— START ROWS —

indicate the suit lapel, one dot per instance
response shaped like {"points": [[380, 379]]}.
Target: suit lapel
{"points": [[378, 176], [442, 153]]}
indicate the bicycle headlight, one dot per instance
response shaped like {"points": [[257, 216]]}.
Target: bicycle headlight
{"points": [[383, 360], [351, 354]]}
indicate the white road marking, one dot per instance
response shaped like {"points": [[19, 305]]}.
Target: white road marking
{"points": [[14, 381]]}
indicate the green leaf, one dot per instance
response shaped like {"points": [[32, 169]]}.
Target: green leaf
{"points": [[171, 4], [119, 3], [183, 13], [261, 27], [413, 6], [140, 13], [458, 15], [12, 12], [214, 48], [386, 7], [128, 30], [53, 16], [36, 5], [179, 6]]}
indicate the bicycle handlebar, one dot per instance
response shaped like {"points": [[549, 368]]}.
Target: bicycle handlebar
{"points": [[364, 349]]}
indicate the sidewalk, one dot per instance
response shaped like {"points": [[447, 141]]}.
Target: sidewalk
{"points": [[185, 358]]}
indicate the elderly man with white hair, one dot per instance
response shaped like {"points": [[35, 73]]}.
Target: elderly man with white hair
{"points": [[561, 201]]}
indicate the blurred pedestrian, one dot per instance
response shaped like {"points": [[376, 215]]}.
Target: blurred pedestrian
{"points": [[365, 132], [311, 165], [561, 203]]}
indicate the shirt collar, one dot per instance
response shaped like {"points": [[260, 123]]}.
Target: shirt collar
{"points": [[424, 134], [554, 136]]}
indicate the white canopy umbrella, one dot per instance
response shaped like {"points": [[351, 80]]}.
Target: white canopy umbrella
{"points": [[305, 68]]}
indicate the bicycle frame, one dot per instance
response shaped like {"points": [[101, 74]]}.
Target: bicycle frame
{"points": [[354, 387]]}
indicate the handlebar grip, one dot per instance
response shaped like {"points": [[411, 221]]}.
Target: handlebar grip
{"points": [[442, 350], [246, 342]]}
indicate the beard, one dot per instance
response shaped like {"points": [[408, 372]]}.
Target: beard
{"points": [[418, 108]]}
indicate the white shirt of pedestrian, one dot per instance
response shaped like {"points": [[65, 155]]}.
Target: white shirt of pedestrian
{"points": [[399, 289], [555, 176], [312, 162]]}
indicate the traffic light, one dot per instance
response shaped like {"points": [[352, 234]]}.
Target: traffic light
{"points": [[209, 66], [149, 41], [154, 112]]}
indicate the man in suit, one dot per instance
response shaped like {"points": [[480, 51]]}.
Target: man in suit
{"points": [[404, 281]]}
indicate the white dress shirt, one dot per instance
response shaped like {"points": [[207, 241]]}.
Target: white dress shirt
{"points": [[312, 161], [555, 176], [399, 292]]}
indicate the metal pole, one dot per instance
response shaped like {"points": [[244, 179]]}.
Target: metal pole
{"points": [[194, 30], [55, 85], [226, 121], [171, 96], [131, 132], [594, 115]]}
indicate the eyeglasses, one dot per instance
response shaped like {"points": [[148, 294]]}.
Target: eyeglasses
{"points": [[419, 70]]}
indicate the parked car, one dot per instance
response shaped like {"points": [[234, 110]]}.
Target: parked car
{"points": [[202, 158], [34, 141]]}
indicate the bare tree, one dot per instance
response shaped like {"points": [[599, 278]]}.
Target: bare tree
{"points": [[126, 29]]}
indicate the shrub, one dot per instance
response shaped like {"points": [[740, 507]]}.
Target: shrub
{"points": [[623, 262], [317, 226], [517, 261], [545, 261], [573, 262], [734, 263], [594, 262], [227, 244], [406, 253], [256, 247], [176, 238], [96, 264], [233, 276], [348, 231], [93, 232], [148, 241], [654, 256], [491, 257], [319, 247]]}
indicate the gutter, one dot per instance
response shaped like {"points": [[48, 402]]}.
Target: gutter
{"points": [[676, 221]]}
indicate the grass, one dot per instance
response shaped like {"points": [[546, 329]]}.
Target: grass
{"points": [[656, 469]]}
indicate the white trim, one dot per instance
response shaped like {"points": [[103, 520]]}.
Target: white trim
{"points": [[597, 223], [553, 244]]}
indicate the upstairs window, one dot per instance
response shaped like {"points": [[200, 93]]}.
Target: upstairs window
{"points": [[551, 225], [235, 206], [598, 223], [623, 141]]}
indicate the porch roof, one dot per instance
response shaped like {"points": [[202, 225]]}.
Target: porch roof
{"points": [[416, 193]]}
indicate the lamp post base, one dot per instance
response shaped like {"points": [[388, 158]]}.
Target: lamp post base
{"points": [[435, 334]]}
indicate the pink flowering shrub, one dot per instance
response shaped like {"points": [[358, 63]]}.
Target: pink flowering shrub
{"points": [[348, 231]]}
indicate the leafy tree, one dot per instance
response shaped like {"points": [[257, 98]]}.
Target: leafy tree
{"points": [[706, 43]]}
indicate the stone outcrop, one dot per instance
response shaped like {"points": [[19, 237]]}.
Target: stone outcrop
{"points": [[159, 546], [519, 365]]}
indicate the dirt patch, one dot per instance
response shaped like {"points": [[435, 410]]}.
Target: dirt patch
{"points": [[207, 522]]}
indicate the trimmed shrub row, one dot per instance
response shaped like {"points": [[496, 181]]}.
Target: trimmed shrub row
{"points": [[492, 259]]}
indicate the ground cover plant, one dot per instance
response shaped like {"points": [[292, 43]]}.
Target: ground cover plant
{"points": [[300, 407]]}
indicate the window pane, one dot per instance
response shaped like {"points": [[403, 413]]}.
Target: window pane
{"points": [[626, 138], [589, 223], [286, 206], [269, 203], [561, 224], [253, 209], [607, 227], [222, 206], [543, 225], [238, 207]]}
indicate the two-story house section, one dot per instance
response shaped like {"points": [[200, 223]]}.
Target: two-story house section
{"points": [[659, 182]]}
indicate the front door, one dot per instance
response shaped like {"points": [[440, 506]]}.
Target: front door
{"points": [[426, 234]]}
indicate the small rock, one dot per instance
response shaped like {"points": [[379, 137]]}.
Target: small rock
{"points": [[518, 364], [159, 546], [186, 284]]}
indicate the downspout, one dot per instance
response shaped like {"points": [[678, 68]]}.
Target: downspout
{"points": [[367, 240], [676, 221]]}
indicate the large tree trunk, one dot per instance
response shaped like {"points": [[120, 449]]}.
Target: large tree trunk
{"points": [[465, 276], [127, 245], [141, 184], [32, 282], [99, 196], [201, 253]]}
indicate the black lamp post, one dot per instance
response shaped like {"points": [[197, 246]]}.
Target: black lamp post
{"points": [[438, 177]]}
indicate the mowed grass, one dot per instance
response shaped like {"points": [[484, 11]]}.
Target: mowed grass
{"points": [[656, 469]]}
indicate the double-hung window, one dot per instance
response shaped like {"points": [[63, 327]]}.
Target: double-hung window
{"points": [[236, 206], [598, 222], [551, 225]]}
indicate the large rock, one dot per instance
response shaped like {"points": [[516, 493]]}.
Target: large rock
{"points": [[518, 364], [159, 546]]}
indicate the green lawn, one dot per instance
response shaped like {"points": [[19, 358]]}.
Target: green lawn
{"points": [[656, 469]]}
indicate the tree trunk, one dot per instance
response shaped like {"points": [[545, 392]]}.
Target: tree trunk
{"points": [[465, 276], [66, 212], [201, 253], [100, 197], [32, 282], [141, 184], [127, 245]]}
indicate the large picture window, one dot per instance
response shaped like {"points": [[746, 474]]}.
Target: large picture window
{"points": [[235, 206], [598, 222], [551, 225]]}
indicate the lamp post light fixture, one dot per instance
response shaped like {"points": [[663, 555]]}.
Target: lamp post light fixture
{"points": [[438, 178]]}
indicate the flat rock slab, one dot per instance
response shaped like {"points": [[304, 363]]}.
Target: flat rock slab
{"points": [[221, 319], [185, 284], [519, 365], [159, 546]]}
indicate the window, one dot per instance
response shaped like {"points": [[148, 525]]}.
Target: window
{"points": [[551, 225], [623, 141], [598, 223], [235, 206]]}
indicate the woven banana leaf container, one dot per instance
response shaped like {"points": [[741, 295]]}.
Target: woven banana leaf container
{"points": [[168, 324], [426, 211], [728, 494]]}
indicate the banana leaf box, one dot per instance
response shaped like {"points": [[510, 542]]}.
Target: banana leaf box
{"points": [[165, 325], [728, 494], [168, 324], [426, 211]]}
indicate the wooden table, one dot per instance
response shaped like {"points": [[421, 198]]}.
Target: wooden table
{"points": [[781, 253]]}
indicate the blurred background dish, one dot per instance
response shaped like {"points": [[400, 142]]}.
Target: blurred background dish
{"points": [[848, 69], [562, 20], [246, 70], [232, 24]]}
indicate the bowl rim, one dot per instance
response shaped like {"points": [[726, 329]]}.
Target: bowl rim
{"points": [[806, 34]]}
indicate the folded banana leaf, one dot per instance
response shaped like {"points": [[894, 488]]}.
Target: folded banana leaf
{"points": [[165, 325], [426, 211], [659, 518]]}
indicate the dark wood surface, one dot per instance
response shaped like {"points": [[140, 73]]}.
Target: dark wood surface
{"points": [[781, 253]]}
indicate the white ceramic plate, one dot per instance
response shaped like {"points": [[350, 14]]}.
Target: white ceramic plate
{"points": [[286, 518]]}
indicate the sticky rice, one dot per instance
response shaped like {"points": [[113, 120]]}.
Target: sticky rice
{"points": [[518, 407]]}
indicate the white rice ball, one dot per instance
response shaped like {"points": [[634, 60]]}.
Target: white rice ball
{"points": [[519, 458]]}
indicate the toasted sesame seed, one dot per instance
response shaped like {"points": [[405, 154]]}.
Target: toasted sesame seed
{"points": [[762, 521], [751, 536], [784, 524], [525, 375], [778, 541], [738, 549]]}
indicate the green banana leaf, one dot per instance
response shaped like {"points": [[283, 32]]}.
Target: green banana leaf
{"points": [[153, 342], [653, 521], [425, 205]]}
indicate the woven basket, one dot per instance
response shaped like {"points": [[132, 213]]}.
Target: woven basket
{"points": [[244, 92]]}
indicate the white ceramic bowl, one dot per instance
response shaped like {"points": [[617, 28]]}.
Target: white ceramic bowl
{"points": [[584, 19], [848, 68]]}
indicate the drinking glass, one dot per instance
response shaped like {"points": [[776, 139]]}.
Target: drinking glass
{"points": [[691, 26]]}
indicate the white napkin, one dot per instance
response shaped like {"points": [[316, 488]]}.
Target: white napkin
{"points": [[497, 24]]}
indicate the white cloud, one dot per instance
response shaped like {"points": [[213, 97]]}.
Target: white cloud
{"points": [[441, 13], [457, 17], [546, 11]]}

— END ROWS —

#### [TASK GOAL]
Reproduce the lines of the records above word for word, starting at the line that contains "indicate the toasted" and ending at the last line of the records.

#### [RESULT FOR THIS TASK]
indicate the toasted sesame seed, one dot per instance
response shaped like {"points": [[405, 154]]}.
Target: toasted sesame seed
{"points": [[762, 521], [751, 536], [784, 524], [525, 375], [778, 541], [738, 549]]}
indicate the green banana leaf, one dot per instance
response shaped like {"points": [[283, 32]]}.
Target: green banana leaf
{"points": [[153, 342], [653, 521], [425, 205]]}
indicate the woven basket, one dot per instance
response shaped like {"points": [[132, 213]]}.
Target: woven basket
{"points": [[244, 92]]}
indicate the white ceramic bowl, one dot per instance
response shaped like {"points": [[617, 28]]}.
Target: white ceramic bowl
{"points": [[584, 19], [848, 68]]}
indicate the drinking glass, one dot per instance
response shaped like {"points": [[776, 139]]}.
Target: drinking glass
{"points": [[691, 26]]}
indicate the white napkin, one dot per instance
response shaped like {"points": [[316, 488]]}.
Target: white napkin
{"points": [[497, 24]]}
indicate the white cloud, one dot per instance
response shaped like {"points": [[213, 97]]}.
Target: white cloud
{"points": [[441, 13], [457, 17], [546, 11]]}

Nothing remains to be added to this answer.